(RECORD EXTRACTS begins)

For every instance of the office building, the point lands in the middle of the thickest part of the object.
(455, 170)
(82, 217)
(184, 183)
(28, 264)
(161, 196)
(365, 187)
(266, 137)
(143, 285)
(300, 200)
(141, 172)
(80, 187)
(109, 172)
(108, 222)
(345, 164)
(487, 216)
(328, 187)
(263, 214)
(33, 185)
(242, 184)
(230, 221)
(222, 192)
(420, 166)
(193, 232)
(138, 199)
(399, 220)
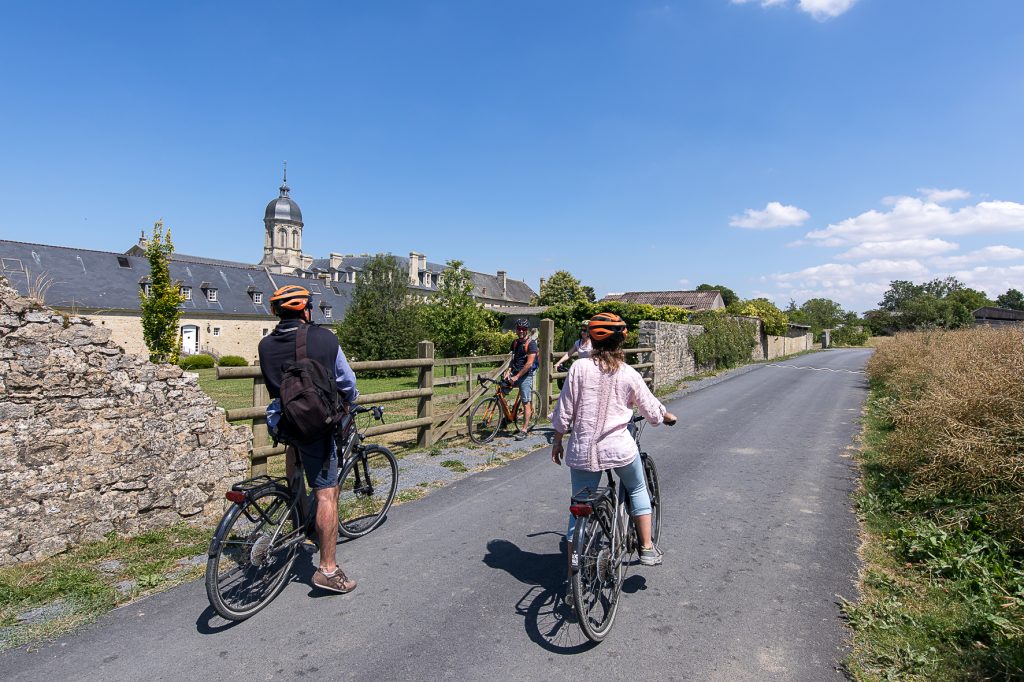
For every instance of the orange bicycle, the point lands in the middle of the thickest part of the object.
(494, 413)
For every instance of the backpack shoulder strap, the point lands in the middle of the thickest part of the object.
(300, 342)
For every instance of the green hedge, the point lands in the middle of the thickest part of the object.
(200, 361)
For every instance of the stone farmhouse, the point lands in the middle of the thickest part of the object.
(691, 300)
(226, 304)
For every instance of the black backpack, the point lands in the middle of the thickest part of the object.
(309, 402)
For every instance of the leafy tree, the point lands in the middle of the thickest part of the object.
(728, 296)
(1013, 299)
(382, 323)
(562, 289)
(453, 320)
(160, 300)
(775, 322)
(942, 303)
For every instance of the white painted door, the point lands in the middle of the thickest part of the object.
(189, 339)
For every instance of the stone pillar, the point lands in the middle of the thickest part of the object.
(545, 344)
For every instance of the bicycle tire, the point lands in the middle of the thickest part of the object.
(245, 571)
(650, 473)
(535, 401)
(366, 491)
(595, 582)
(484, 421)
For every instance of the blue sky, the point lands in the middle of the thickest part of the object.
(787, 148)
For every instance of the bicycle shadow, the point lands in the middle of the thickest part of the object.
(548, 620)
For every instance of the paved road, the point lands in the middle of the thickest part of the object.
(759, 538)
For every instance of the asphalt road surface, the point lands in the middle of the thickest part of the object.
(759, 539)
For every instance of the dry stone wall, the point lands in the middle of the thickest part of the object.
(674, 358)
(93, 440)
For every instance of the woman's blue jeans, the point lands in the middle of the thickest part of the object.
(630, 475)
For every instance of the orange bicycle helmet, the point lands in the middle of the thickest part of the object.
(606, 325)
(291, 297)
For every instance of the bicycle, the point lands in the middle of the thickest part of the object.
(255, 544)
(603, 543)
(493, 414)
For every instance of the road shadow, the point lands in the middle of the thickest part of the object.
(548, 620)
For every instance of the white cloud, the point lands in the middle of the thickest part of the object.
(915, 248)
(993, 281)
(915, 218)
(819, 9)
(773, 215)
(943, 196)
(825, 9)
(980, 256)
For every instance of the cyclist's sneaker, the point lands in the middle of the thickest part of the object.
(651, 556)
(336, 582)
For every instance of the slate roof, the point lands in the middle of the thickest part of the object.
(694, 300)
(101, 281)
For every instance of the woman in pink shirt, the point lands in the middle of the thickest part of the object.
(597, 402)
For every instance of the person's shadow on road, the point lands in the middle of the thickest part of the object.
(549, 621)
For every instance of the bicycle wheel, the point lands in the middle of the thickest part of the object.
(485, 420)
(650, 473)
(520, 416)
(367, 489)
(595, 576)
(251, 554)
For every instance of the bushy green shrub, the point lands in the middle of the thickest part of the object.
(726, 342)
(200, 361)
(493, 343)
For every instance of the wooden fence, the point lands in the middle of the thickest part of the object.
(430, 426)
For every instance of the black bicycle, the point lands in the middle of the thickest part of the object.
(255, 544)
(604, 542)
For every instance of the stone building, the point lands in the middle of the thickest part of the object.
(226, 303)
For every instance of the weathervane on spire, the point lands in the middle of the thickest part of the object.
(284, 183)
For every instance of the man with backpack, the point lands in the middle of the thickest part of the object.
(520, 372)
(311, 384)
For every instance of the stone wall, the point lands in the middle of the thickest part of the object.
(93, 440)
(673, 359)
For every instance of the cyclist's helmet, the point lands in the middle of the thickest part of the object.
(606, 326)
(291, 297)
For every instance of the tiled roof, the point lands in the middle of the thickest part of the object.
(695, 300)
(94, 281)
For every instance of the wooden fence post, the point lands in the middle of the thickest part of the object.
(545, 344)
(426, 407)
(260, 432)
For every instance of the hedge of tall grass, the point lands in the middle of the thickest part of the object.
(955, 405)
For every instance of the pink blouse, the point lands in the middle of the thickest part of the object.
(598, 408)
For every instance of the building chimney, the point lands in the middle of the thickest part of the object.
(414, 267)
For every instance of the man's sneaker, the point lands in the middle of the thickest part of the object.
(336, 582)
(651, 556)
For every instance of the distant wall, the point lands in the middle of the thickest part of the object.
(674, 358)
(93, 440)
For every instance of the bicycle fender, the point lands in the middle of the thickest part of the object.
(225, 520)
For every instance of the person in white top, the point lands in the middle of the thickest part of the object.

(RECORD EXTRACTS ends)

TRY IT →
Reproduce the entries above exactly. Do not include the images.

SOLVED EXERCISE →
For every instance of the office building, the point lands in the middle of the thickest part of the object.
(455, 170)
(82, 217)
(184, 183)
(28, 264)
(161, 196)
(365, 187)
(266, 137)
(143, 285)
(300, 200)
(141, 172)
(80, 187)
(109, 172)
(108, 222)
(345, 164)
(487, 216)
(328, 187)
(263, 214)
(33, 185)
(242, 184)
(230, 221)
(222, 192)
(420, 166)
(193, 232)
(138, 199)
(399, 220)
For every instance of the orange bicycle, the point lands in the middle of the thickest part of the object.
(494, 413)
For every instance of the backpack shoulder strap, the point lands in the middle of the thickest part of the object.
(300, 342)
For every instance of the green hedge, the point lands in the middle of the thickest part of the object.
(200, 361)
For every instance of the stone farmhouse, the point lands in the middle of the thickest part of the object.
(691, 300)
(226, 304)
For every instance of the black backpack, the point lands in the middle of the thickest part of the object.
(309, 402)
For every instance of the leafy tree, the point lands in the middle of the thickest part of the object.
(728, 296)
(1013, 299)
(382, 323)
(562, 289)
(453, 320)
(160, 300)
(775, 322)
(942, 303)
For every instance of the white painted door, the point lands in the middle of the thickest part of the object.
(189, 339)
For every instance of the stone pillar, the point lands in the middle of the thickest part of the object.
(545, 344)
For every instance of the bicycle tire, the point lands in the middle of the thickest part of the object.
(245, 571)
(650, 473)
(535, 401)
(366, 491)
(595, 582)
(484, 421)
For every instance of the blue sky, the point lands in the middle of the thickest part of the object.
(787, 148)
For every instance of the bicycle shadow, the point lands in the middle of the thickest part of the object.
(548, 620)
For every instance of the paved road, the point lands in the middle of the thickest part of the object.
(759, 538)
For every instance of the asphalt road surface, the point lands in the middle of the thickest part of the object.
(759, 539)
For every instance of the dry stone wall, the point lands in the middle of the thickest part of the object.
(674, 358)
(93, 440)
For every instance of the woman's blue jeans, the point lands in the middle of the thickest part of the object.
(630, 475)
For every instance of the orange bicycle helmet, the point lands in the middle of the thickest part of the object.
(606, 325)
(291, 297)
For every instance of the bicycle, the point lands in the middle of the thickest part of the object.
(255, 544)
(603, 543)
(493, 414)
For every instance of the road shadow, the point lands in the middle of the thickest part of the object.
(548, 620)
For every instance of the white cloud, the point lands in the middle of the thickest part of the object.
(915, 248)
(993, 281)
(915, 218)
(819, 9)
(773, 215)
(943, 196)
(825, 9)
(980, 256)
For every instance of the cyclist's sneaker, the point lands in the middle of the thickest part of the object.
(651, 556)
(336, 582)
For every instance of the slate roof, the point lands in the middle of the thickest part of the object.
(694, 300)
(101, 281)
For every instance of the woman in pink shirt, the point lands in the middle of the thickest part of the object.
(597, 402)
For every instance of the person's shadow on road, the point lands in the middle of the thickest part of the object.
(549, 621)
For every instance of the bicycle wheel, the point lands in the middle of the thickest part of the object.
(485, 420)
(650, 473)
(520, 416)
(367, 489)
(595, 576)
(251, 554)
For every instance of the bushy green shrub, the point lands in the middle of the thickest part of the object.
(726, 342)
(200, 361)
(493, 343)
For every instance of the wooden fence, the point lands in the middle of the thickest part of the object.
(430, 426)
For every instance of the black bicycle, the point lands in the middle of the thickest part of the object.
(255, 544)
(604, 542)
For every instance of the stone building, the point lands in the middle of the thickest part of the object.
(226, 303)
For every instance of the weathervane on spire, the point lands in the middle of the thickest part of the object.
(284, 183)
For every instance of the man with backpack, the point lands in the middle of the thickest part of the object.
(520, 372)
(311, 384)
For every instance of the stone wall, the point lands in the middle of the thickest part of the object.
(93, 440)
(673, 359)
For every instance of the cyclist's helmet, the point lands in the middle of the thickest part of the object.
(606, 326)
(291, 297)
For every instance of the tiled roof, the point lands in the middle of the thickest part of the object.
(695, 300)
(94, 281)
For every instance of the wooden fence post, the point lands in the middle of the thickest part of the object.
(545, 344)
(426, 407)
(260, 432)
For every instance of the hedge of tall grass, the point lands in the middle of the thickest part of the object.
(955, 405)
For every instance of the pink blouse, the point lands in the middle of the thickest part of the object.
(598, 408)
For every instance of the building chimney, the point lands in the middle of the thickest part of the object.
(414, 267)
For every instance of the man's sneaker, the point lands in the middle of the thickest part of the object.
(336, 582)
(651, 556)
For every instance of the distant wall, the point lands in the middle of the thickest part of the object.
(674, 358)
(93, 440)
For every instance of the bicycle fender, the point lands in the middle of the thickest part of the object.
(225, 520)
For every instance of the person in white top, the point lands in the middle of the thickest part of the object.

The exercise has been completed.